GOAL:
Express all of the lines below as a two-column CSV with the headers "text" and "answer", giving each line one row with its text and its answer. Put each value in its own quoted field, and turn any line breaks into spaces.

(Point labeling lines)
———

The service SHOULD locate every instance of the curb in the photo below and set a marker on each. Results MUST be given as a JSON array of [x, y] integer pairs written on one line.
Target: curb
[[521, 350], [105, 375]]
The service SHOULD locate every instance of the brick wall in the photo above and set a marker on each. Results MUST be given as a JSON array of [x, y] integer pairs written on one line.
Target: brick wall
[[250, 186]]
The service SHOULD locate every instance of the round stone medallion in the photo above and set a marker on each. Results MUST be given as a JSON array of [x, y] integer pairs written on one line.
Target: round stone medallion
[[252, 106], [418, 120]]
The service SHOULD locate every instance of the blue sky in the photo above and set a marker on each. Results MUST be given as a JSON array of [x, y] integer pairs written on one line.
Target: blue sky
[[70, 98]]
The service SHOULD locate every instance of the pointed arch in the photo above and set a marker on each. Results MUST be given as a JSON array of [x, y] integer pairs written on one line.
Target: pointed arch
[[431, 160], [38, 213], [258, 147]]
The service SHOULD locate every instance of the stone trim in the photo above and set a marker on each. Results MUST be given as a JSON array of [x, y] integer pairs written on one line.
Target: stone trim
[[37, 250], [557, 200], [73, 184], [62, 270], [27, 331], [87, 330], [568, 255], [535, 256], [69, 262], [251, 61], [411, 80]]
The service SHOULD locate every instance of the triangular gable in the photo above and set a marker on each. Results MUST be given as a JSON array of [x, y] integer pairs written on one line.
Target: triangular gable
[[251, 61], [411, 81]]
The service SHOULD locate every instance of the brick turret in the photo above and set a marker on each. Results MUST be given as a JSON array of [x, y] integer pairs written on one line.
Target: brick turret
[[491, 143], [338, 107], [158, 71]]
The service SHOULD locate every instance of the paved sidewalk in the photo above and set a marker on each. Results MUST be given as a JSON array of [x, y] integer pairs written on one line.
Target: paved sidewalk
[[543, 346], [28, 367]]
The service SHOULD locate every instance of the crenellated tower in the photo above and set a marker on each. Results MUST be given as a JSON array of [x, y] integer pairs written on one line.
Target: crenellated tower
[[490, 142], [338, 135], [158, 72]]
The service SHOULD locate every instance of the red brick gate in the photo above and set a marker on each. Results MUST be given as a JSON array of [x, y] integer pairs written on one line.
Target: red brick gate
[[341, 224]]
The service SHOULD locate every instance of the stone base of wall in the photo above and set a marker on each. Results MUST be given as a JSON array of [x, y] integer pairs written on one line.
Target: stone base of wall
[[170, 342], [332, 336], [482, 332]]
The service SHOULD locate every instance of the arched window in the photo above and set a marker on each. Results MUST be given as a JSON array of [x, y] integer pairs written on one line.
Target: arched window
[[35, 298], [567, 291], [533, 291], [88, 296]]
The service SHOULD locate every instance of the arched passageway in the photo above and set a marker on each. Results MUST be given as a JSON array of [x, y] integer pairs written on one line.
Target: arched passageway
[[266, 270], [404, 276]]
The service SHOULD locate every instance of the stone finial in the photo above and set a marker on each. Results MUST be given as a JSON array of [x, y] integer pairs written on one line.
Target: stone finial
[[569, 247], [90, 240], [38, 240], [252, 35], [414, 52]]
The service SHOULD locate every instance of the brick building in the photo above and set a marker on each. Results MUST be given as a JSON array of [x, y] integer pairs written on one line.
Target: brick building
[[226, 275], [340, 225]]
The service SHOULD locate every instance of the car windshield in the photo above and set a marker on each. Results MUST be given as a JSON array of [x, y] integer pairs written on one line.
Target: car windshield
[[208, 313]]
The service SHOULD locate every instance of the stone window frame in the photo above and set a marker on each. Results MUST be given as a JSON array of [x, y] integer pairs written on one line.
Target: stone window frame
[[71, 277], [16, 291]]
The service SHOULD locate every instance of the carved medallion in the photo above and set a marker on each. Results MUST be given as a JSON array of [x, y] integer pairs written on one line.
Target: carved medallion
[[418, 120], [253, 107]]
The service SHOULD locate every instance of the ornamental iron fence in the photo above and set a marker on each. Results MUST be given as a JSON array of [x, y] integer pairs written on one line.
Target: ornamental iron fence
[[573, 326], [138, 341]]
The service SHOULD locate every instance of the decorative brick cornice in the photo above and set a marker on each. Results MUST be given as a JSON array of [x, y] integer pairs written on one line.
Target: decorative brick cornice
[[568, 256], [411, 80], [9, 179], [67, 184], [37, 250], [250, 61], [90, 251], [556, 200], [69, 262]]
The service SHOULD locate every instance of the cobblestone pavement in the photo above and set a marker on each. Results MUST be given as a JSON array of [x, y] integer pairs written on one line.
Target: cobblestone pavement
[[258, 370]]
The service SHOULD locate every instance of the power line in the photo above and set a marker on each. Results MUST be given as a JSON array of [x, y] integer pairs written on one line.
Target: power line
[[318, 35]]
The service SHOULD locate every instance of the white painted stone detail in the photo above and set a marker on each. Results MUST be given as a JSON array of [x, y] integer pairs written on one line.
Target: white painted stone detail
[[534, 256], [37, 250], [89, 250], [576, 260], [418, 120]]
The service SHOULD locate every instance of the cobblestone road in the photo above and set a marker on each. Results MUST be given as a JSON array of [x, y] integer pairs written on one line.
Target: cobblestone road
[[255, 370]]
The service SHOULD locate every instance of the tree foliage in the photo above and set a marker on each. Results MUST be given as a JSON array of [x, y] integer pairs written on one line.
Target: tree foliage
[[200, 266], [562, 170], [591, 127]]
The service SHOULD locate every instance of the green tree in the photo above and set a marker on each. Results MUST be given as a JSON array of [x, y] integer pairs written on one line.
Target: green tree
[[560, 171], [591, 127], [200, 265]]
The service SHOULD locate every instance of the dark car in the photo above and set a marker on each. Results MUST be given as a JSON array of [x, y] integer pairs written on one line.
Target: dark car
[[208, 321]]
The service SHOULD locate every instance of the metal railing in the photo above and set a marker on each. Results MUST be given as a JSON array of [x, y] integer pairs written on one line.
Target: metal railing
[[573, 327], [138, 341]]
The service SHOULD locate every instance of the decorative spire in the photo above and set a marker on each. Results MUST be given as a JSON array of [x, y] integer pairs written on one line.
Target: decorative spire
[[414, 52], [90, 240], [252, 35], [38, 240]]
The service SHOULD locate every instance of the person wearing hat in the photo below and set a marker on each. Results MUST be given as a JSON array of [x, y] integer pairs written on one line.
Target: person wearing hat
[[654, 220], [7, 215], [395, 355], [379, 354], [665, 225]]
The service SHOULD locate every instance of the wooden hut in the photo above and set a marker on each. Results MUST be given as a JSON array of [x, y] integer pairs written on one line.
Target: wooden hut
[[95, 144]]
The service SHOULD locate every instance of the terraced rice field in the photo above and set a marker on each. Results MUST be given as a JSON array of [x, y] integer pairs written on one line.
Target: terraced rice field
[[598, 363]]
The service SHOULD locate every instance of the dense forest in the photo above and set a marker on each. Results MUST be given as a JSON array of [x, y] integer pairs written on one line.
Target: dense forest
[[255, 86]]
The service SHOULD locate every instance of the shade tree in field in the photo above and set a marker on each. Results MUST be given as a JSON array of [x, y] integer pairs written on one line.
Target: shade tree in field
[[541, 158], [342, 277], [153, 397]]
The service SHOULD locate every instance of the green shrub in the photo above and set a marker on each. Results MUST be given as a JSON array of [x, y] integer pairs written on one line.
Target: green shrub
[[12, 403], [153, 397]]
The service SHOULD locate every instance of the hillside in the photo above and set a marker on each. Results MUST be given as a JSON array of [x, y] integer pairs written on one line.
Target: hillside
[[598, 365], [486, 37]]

———

EXPECTED ANSWER:
text,answer
"The service SHOULD locate every instance of the curb in the photo below and set a marker on each. Results MUST be given as a JSON array of [x, y] integer pairs written on one line. Target: curb","[[521, 350], [105, 375]]"
"The service SHOULD locate every instance of the brick wall in the photo above and set a marker on each. Results MUST be given as a JSON array of [x, y] integer pairs written on one line. Target: brick wall","[[250, 186]]"
"The service SHOULD locate every instance of the round stone medallion in the photo above and set a marker on each. Results MUST be given as a JSON array of [x, y] integer pairs written on one line. Target: round stone medallion","[[252, 106], [418, 120]]"
"The service SHOULD locate every instance of the blue sky in the photo above and set a marker on each. Results MUST be given as a JSON array of [x, y] integer pairs written on one line. Target: blue sky","[[70, 98]]"
"The service SHOULD locate every instance of the pointed arch in the photo above and set a marker on each. Results MUST be given as a JSON array of [x, y] integer pairs written on one line. Target: pointed arch","[[431, 160], [38, 213], [258, 147]]"
"The service SHOULD locate every instance of the stone trim in the photo above and set a marker on each. Results MUST be given as a JSON array of [x, y] integer pairs written on one line. Target: stone trim","[[37, 250], [557, 200], [73, 184], [62, 270], [27, 331], [87, 330], [568, 255], [535, 256], [69, 262], [251, 61], [411, 80]]"
"The service SHOULD locate every instance of the triangular gable in the photo above and set a marker on each. Results MUST be given as a JSON array of [x, y] integer pairs written on one line. Target: triangular gable","[[251, 61], [411, 81]]"
"The service SHOULD locate every instance of the brick turret in the photo above and set a marker on each. Results MUST be given as a JSON array of [x, y] integer pairs written on one line. Target: brick turret","[[491, 143], [338, 107], [158, 71]]"
"The service SHOULD locate every instance of the paved sidewalk in the photo above and set a marker on each. Results MUST be given as a JSON array of [x, y] integer pairs written on one line. Target: paved sidewalk","[[543, 346], [28, 367]]"
"The service SHOULD locate every instance of the crenellated tower in the photo above and set a marker on each. Results MUST be given as a JSON array of [x, y] integer pairs written on one line. Target: crenellated tower","[[490, 142], [338, 135], [158, 72]]"
"The service SHOULD locate every instance of the red brick gate in the photo above and set a marker on each. Results MUST be given as a JSON array of [x, y] integer pairs written on one line. Target: red brick gate","[[341, 224]]"
"The service SHOULD locate every instance of the stone base of wall in the photo above and set a marker on each. Results MUST be given as a JSON array of [x, y] integer pairs written on one line. Target: stone base of wall","[[170, 342], [332, 336], [482, 332]]"
"The service SHOULD locate every instance of the arched window in the photo above and set a marker on each. Results MUST be given as a JSON array of [x, y] integer pairs written on one line. Target: arched window","[[35, 298], [567, 291], [533, 291], [88, 296]]"
"The service SHOULD locate every instance of the arched passageway in the photo above and set a marker on each. Results MUST be given as a JSON array of [x, y] integer pairs written on one line. Target: arched passageway","[[266, 270], [404, 276]]"
"The service SHOULD locate every instance of the stone finial in the photo above and set a marker on each. Results MUST be given as a JSON array of [x, y] integer pairs written on one line. Target: stone finial","[[569, 247], [90, 240], [38, 240], [252, 35], [414, 52]]"
"The service SHOULD locate every instance of the brick building in the photo above and set a marker on each. Results MUST be given as a JSON array of [x, y] integer pairs written on one line. Target: brick building","[[226, 275], [340, 225]]"
"The service SHOULD locate every instance of the car windshield in the photo above and set a marker on each. Results MUST be given as a JSON array of [x, y] integer pairs written on one line. Target: car windshield","[[208, 313]]"
"The service SHOULD locate every instance of the stone window frame in the photo above and set a marker on each. Results MUST be given as a JSON array of [x, y] integer pairs written on one line. Target: stone window frame","[[71, 277], [16, 291]]"
"The service SHOULD locate every instance of the carved medallion in the photo above and set a marker on each. Results MUST be given as a JSON array of [x, y] integer pairs written on one line. Target: carved medallion","[[418, 120], [253, 107]]"
"The service SHOULD locate every instance of the ornamental iron fence in the photo above and set a marker on each. Results MUST be given as a JSON array of [x, y] integer pairs written on one line. Target: ornamental iron fence","[[573, 326], [138, 341]]"
"The service SHOULD locate every instance of the decorative brick cornice in the photo above and set a marker on each. Results MUST be given as a JSON array of [x, y] integer pairs written on one line. Target: decorative brick cornice","[[568, 256], [411, 80], [9, 179], [67, 184], [37, 250], [250, 61], [90, 251], [556, 200], [69, 262]]"
"The service SHOULD locate every instance of the cobblestone pavement in the photo above and set a marker on each. Results MUST be given as a JSON array of [x, y] integer pairs written on one line. Target: cobblestone pavement","[[258, 370]]"
"The service SHOULD locate every instance of the power line in the photo above and set a marker on each. Results MUST be given as a JSON array of [x, y] integer pairs written on one line. Target: power line","[[318, 35]]"
"The service SHOULD locate every instance of the white painted stone detail in the photo above and set a marker on each. Results MUST be given as a JSON array of [x, y] integer pairs written on one line. Target: white painted stone detail","[[534, 256], [37, 250], [89, 250], [576, 260], [418, 120]]"
"The service SHOULD locate every instance of the cobblestone road in the photo above and set a marker on each. Results MUST be given as a JSON array of [x, y] integer pairs written on one line. Target: cobblestone road","[[255, 370]]"
"The service SHOULD locate every instance of the tree foliage in the photo above and set a marker on each. Results MUST be given as a JSON array of [x, y] integer pairs written on one line. Target: tree foliage","[[200, 266], [562, 170], [591, 127]]"
"The service SHOULD locate every instance of the green tree in the photo above and set a marker on each. Results MUST be given as a JSON array of [x, y] integer pairs written on one line. Target: green tree","[[560, 171], [591, 127], [200, 265]]"
"The service SHOULD locate every instance of the dark car in the photo above and set a marker on each. Results MUST be given as a JSON array of [x, y] integer pairs written on one line. Target: dark car","[[208, 321]]"
"The service SHOULD locate every instance of the metal railing in the photo above and set a marker on each. Results MUST be given as a JSON array of [x, y] integer pairs written on one line. Target: metal railing","[[573, 327], [138, 341]]"
"The service SHOULD locate every instance of the decorative spire in the photo above and set a marker on each. Results MUST be given as a JSON array of [x, y] integer pairs written on one line. Target: decorative spire","[[414, 52], [90, 240], [252, 35], [38, 240]]"
"The service SHOULD locate every instance of the person wearing hat in the photo below and set a marker on each. Results MUST be given as a JSON array of [x, y] integer pairs written on one line. Target: person wearing hat","[[654, 220], [7, 215], [395, 355], [379, 354], [665, 225]]"
"The service SHOULD locate every instance of the wooden hut in the photo above and set a marker on each. Results MUST be given as a JSON array of [x, y] integer pairs written on one line. Target: wooden hut","[[95, 144]]"
"The service SHOULD locate every instance of the terraced rice field in the photo above and set a marker on each. Results MUST be given as a JSON array of [x, y] integer pairs written on one line. Target: terraced rice field","[[598, 363]]"
"The service SHOULD locate every instance of the dense forest in the photo above and set a marker on each. Results MUST be given as a JSON array of [x, y] integer pairs written on one line. Target: dense forest","[[255, 86]]"
"The service SHOULD locate every instance of the shade tree in field in the photo above and set a marker on each. Results MUST be given as a JSON array of [x, y] integer pairs written on one line. Target: shade tree in field","[[541, 158], [342, 277], [153, 397]]"
"The service SHOULD locate every instance of the green shrub in the photo above and set a marker on each. Results MUST be given as a JSON array of [x, y] integer pairs written on one line. Target: green shrub","[[12, 403], [153, 397]]"
"The service SHOULD locate every instance of the hillside in the photo above and set a marker on each. Results MUST be given as a JSON array of [x, y] integer pairs written on one line. Target: hillside","[[598, 365], [486, 37]]"